◆ List of tasks
**A)** In the vaccine discussion, how effective is one shot of the Pfizer vaccine at preventing symptomatic disease, and during what period after it is given?
**B)** Write the next part of the vaccine discussion, picking up after its final sentence.

◆ Supplied passage
:::::
What should the public messaging about the vaccines be? “They’re safe. They’re highly effective against serious disease. And the emerging evidence about infectiousness looks really good,” Grabowski said. “If you have access to a vaccine and you’re eligible, you should get it.”
New peer-reviewed Pfizer data says 1 shot of their vaccine is 85% effective at preventing symptomatic disease 15-28 days after being administered. That’s promising.
That's interesting. Does anyone know how strict the 21/28 day booster dosing is? could you do it 2 months later? 6 months later? i think the answer would be "no" but curious if there is a possible strategy to just do one-dose inoculation with MRNA vaccines until supply picks up and then circle around to the second dose
anywhere from 21 to 42 days post-first shot is the recommendation.
Can you tell me more about all the flu cases being counted as COVID?
on 1/20, the U.S. had 14.3 million with 1+ dose.
29 days later, yesterday, the U.S. had 16.2 million with 2 doses
that's not a perfect tracking system, of course, but suggests we're doing a very good job of getting the 2nd dose in arms, while 1st dose administration has stagnated at 900k-1 million per day
seems to me there is opportunity to be a bit more aggressive with 1st doses; I think at least part of the holdup is not supply of vaccine but of techs to administer the shots
I don't know where you are getting your info, but last week 1.5 million doses were being given daily and that number was growing until the massive storms hit.
It isn't complicated. Similar to the NYT alarmism article posted above, #science has created such a milkwich tornado of false negatives, false, positives, and incubation periods that nobody knows what the fuck to do in the moment when data gets reported.
We have about 200 employees and I've seen it at least once a week for the past few months. Employee says he/she feels like shit and can't come to work. Did you get a Covid test? Yes, I went to the clinic and it came back negative but "they" said I need to quarantine for a week anyway because I still might have it. Okay, wait a week, get another negative test, and come back to work. But while that person is out and the employer gets the State data inquiry, how do you think that worker gets reported????? - they are reported out for Covid, because they are. In hindsight 2 weeks later when they've had multiple negative tests, did they have Covid? No, they had the fucking flu, but it got reported as Covid and isn't getting unreported.
:::::
◆ Given information
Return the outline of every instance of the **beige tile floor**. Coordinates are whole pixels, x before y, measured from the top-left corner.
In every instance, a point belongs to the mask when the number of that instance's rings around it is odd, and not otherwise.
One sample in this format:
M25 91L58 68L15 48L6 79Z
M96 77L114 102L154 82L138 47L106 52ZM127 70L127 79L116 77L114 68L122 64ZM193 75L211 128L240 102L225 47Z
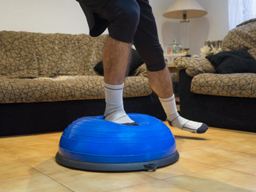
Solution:
M62 167L54 161L62 133L1 138L0 191L256 191L256 134L170 129L180 159L155 172Z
:::::
◆ Answers in order
**A)** It is 85% effective at preventing symptomatic disease 15 to 28 days after being administered.

**B)**
You don't think that similar pattern has played out with regard to dropping from 400,000 flu hospitalizations to 165? Poor bastard shows up feeling like shit yet tests negative for everything - stick him in the Covid Cave because we have to assume he has it! Covid stat. A few days later he either kicks or feels well enough to go home. Did he have Covid? Who the fuck knows, but he got reported as having it.
You're the supposed doctor, do you have a better explanation of how we dropped from 400,000 to 165 of flu hospitalizations despite tens of millions of people proudly ignoring all Covid protocols and acting completely normally? Rafi tried and failed miserably. Your turn, House.
There's no "hold up". The doses don't exist or haven't been delivered. It's not "stagnating". You can't snap your fingers and create capacity and deliverability.
Six weeks ago, we didn't have to do the follow up treatment.
What's happening now was unthinkable a month ago. We are doing great. Nothing is perfect. Before the storms, we were improving every day.
Again, there's only so much product and only so many doses can be delivered into arms. To not include second doses in the amount of service provided is not telling the whole story.
and I'm saying that given what the experts are saying, on this thread, regarding the timing of the second dose, perhaps we should be diverting some resources away from delivering a second dose 21 days after the 1st dose, and instead deliver more first doses.
read those comments again - 2nd dose may be more effective if given later. Moderna alone will deliver 155 million additional doses by the end of May, with Pfizer coming close to that.